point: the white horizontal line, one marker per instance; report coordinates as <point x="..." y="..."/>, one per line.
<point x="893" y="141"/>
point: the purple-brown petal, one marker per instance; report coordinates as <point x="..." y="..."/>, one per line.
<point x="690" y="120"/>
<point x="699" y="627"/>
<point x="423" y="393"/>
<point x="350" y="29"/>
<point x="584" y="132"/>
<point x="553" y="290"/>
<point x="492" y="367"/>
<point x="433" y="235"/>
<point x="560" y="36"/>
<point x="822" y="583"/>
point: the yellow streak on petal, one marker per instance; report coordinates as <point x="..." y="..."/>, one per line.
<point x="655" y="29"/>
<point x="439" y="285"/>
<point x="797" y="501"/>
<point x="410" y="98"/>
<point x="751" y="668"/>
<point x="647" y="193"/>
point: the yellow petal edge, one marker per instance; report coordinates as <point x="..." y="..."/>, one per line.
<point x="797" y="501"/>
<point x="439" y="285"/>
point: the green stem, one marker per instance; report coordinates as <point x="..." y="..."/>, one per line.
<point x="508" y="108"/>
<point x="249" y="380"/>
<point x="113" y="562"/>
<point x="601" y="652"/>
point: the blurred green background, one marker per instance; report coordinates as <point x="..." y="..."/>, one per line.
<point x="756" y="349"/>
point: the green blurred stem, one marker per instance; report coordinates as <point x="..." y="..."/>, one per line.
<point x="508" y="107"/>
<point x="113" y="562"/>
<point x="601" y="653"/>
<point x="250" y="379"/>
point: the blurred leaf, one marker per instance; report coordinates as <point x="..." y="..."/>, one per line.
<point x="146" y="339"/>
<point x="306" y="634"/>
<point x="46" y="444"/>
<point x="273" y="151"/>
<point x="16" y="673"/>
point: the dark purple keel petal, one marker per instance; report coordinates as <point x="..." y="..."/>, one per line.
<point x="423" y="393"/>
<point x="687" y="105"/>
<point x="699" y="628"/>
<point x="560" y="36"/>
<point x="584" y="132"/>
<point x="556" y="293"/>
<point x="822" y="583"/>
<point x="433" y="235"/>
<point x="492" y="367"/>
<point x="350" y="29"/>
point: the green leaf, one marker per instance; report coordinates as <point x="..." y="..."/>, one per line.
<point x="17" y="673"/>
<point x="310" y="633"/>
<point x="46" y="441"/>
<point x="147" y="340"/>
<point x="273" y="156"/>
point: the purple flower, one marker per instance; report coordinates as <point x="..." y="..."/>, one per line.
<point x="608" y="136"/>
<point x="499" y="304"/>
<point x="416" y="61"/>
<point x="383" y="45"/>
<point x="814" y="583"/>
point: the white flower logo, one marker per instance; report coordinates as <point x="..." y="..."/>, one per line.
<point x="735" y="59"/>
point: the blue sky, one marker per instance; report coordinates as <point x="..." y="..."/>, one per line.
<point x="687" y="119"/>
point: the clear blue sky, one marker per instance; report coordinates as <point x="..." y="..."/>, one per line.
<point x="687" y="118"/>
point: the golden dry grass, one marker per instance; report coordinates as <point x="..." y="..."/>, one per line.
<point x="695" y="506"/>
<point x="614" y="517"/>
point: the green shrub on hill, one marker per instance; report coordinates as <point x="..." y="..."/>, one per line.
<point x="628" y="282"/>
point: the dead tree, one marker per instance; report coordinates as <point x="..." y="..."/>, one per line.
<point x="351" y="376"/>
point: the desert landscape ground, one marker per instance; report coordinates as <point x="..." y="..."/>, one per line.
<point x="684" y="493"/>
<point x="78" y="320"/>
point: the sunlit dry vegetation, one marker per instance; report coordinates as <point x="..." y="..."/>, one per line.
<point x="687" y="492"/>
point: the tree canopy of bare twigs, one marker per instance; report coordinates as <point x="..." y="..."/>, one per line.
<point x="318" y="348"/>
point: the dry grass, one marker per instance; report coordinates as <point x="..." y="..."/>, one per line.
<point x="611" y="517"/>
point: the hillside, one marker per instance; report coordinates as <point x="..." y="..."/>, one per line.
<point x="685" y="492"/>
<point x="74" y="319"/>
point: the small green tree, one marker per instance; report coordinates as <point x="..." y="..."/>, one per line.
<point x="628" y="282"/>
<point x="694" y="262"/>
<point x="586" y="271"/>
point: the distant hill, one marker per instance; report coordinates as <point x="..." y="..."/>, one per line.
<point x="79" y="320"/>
══════════
=== What to produce ===
Line by line, retype the entire listing exactly.

=== Answer space ===
point: the white horizontal line, one marker per instance; report coordinates as <point x="..." y="..."/>, one per line.
<point x="893" y="141"/>
point: the purple-brown petal, one marker per instance; report coordinates as <point x="..." y="..."/>, one per line.
<point x="690" y="120"/>
<point x="699" y="627"/>
<point x="423" y="393"/>
<point x="350" y="29"/>
<point x="584" y="132"/>
<point x="553" y="290"/>
<point x="492" y="367"/>
<point x="433" y="235"/>
<point x="560" y="36"/>
<point x="822" y="583"/>
point: the yellow streak on petal, one marker per instance; report coordinates as <point x="..." y="..."/>, one per line.
<point x="655" y="29"/>
<point x="439" y="285"/>
<point x="797" y="501"/>
<point x="410" y="98"/>
<point x="751" y="668"/>
<point x="647" y="193"/>
point: the yellow petal edge, one marker per instance; report coordinates as <point x="..." y="..."/>, one per line.
<point x="797" y="501"/>
<point x="439" y="285"/>
point: the green stem, one marker per instance; report coordinates as <point x="..." y="..."/>, one per line.
<point x="508" y="108"/>
<point x="249" y="380"/>
<point x="113" y="562"/>
<point x="601" y="652"/>
point: the blurred green background, one marker per instance; report coordinates as <point x="..." y="..."/>, one per line.
<point x="756" y="349"/>
point: the green blurred stem, one marker per instance; report coordinates as <point x="..." y="..."/>, one per line.
<point x="508" y="107"/>
<point x="113" y="562"/>
<point x="601" y="653"/>
<point x="250" y="379"/>
point: the blurred leaf, one marker per instance; report coordinates as <point x="..." y="..."/>, one per line.
<point x="146" y="339"/>
<point x="306" y="634"/>
<point x="46" y="444"/>
<point x="273" y="151"/>
<point x="16" y="673"/>
point: the dark purple keel petal, one marker per instance; report coordinates as <point x="..." y="..."/>, one per line.
<point x="423" y="393"/>
<point x="687" y="105"/>
<point x="699" y="628"/>
<point x="560" y="36"/>
<point x="584" y="132"/>
<point x="556" y="293"/>
<point x="822" y="583"/>
<point x="433" y="235"/>
<point x="492" y="367"/>
<point x="350" y="29"/>
point: the green leaf, one marker per instance; report coordinates as <point x="..." y="..."/>, one per line.
<point x="17" y="673"/>
<point x="310" y="633"/>
<point x="46" y="441"/>
<point x="147" y="340"/>
<point x="273" y="156"/>
point: the purple flower, one marker per instance; report coordinates as <point x="..." y="..."/>, one per line.
<point x="608" y="136"/>
<point x="499" y="304"/>
<point x="416" y="61"/>
<point x="383" y="45"/>
<point x="814" y="583"/>
point: the white flower logo, one marker per instance; report coordinates as <point x="..." y="..."/>, one per line.
<point x="735" y="59"/>
point: the blue sky, one marker per instance; report coordinates as <point x="..." y="..."/>, one per line.
<point x="687" y="119"/>
point: the clear blue sky, one marker per instance; report coordinates as <point x="..." y="..."/>, one per line.
<point x="687" y="118"/>
point: the golden dry grass, one marker per instance; report coordinates as <point x="..." y="..."/>, one per line.
<point x="695" y="506"/>
<point x="614" y="517"/>
point: the green shrub on hill, one marker per instance; report coordinates as <point x="..." y="..."/>, one per line.
<point x="628" y="282"/>
point: the dead tree, one marker per instance; report coordinates as <point x="..." y="..."/>, one per line.
<point x="351" y="376"/>
point: the desert landscape ground, one marker per instance; report coordinates as <point x="..." y="..."/>, one per line.
<point x="684" y="493"/>
<point x="78" y="320"/>
point: the sunlit dry vegetation, one marker per instance; report coordinates as <point x="..." y="..."/>, one per line.
<point x="687" y="492"/>
point: the tree canopy of bare twigs, one marker per instance; report coordinates as <point x="..." y="..."/>, one per line.
<point x="318" y="348"/>
point: the dry grass, one marker per instance; report coordinates as <point x="..." y="..."/>, one per line.
<point x="611" y="517"/>
point: the hillside, one marker per instance; report coordinates as <point x="..." y="..."/>, one per line.
<point x="685" y="492"/>
<point x="74" y="319"/>
point: the small green tree, one marker per instance; report coordinates as <point x="..." y="..."/>, one per line.
<point x="628" y="282"/>
<point x="694" y="262"/>
<point x="586" y="271"/>
point: the distant hill, one marker per instance; report coordinates as <point x="..." y="..."/>, one per line.
<point x="79" y="320"/>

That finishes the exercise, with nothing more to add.